-- Trecho --
-*-*-
A ancestralidade em arte na exposição Um defeito de cor

Aline Alves Arruda*

 

Em janeiro deste 2023, estive no Museu de Arte do Rio (MAR) para visitar a exposição Um defeito de cor, que foi inaugurada em setembro de 2022 e fica neste museu até maio próximo. Com o mesmo título do romance da escritora Ana Maria Gonçalves, a exposição é uma interpretação do famoso livro, publicado em 2006, que deu à autora o importante prêmio Casa de las Americas em 2007.

O livro de Ana Maria narra em mais de novecentas páginas a saga da africana Kehinde. Nascida em Benin, ela e a irmã gêmea, Taiwo, seguem para o Brasil em um navio negreiro, junto da avó e, a partir da sua diáspora, acompanha-se a história da escravidão brasileira numa perspectiva afrocentrada, através de uma narrativa extremamente envolvente e bem lapidada, que merece, a essa altura dos seus 16 anos de publicação, uma exposição principal em um dos mais visitados museus da capital fluminense e do Brasil.

A exposição tem curadoria da própria autora, também de Amanda Bonan e Marcelo Campos. São cerca de 400 obras numa coletânea que reúne pinturas, colagens, vídeos, esculturas, instalações, de artistas brasileiros e africanos, sendo a maioria formada por mulheres negras.
-*-*-
-- Dados fornecidos --
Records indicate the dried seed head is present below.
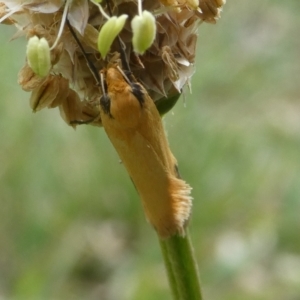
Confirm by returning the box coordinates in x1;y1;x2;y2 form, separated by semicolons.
0;0;225;124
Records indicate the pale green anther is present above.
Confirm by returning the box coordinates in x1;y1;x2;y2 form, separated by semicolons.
131;10;156;54
26;36;51;77
98;15;128;58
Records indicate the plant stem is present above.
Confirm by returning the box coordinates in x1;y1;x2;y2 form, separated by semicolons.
160;231;202;300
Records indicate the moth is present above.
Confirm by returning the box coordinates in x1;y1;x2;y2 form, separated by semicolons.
100;65;192;238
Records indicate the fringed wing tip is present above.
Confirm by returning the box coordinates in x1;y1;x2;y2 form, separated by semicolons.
156;177;193;239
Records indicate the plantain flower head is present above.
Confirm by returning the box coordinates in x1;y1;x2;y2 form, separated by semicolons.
0;0;225;126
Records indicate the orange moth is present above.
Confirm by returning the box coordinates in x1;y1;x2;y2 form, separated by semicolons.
100;66;192;238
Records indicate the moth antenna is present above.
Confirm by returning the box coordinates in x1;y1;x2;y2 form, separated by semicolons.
100;72;106;97
67;19;101;86
117;66;132;86
107;0;131;73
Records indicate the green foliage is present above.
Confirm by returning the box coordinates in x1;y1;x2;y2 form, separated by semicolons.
0;0;300;300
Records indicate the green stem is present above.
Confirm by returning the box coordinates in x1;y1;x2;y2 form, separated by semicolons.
160;231;202;300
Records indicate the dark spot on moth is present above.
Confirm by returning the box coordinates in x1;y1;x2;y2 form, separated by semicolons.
130;82;145;107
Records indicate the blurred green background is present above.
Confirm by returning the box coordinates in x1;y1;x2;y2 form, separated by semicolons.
0;0;300;300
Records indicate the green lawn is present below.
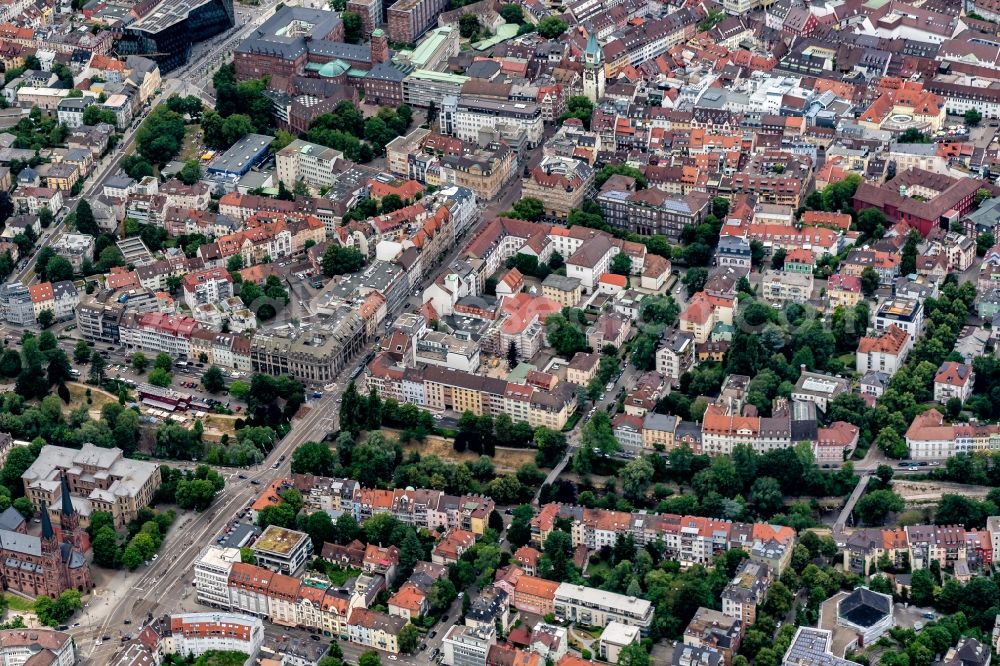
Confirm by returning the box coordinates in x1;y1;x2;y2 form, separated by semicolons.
326;567;361;587
3;594;35;613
-*-*-
-- Partes do exercício --
1. Nas entradas, pegue as linhas que vão da que contém "Records indicate the orange" até a que contém "130;82;145;107", incluindo as duas. Escreva essas linhas como uma lista numerada, sem as linhas em branco.
2. Escreva a continuação do texto sobre a exposição Um defeito de cor, começando logo depois da última frase.

-- Respostas em ordem --
1.
1. Records indicate the orange moth is present above.
2. Confirm by returning the box coordinates in x1;y1;x2;y2 form, separated by semicolons.
3. 100;66;192;238
4. Records indicate the moth antenna is present above.
5. Confirm by returning the box coordinates in x1;y1;x2;y2 form, separated by semicolons.
6. 100;72;106;97
7. 67;19;101;86
8. 117;66;132;86
9. 107;0;131;73
10. Records indicate the green foliage is present above.
11. Confirm by returning the box coordinates in x1;y1;x2;y2 form, separated by semicolons.
12. 0;0;300;300
13. Records indicate the green stem is present above.
14. Confirm by returning the box coordinates in x1;y1;x2;y2 form, separated by semicolons.
15. 160;231;202;300
16. Records indicate the dark spot on moth is present above.
17. Confirm by returning the box coordinates in x1;y1;x2;y2 form, separated by semicolons.
18. 130;82;145;107

2.
Já na entrada da exposição somos expostos a um corredor com vários provérbios africanos, como: “O hoje é o irmão mais velho do amanhã e a garoa é a irmã mais velha da chuva”; “Aquele que tenta sacudir o tronco de uma árvore sacode somente a si mesmo”, impressos na parede e envoltos em tecidos de Goya Lopes, exclusivos para essa passagem inicial: são as 10 epígrafes dos 10 capítulos do livro. O visitante já é, portanto, chamado a adentrar outra cosmogonia, assim como o leitor que inicia o livro de Gonçalves. Em seguida, o feminino é exaltado em dezenas de obras de inúmeras artistas, como a da fotógrafa Márvila Araújo, a da artista plástica e muralista Kika Carvalho, a da artista visual Silvana Mendes e a da surpreendente Nádia Taquary. Em uma das instalações, há uma paisagem sonora criada por Tiganá Santana e Jaqueline Coelho, em que é possível ouvir trechos do livro narrados pelas vozes da autora e de personalidades negras, como a da professora e pesquisadora Leda Martins.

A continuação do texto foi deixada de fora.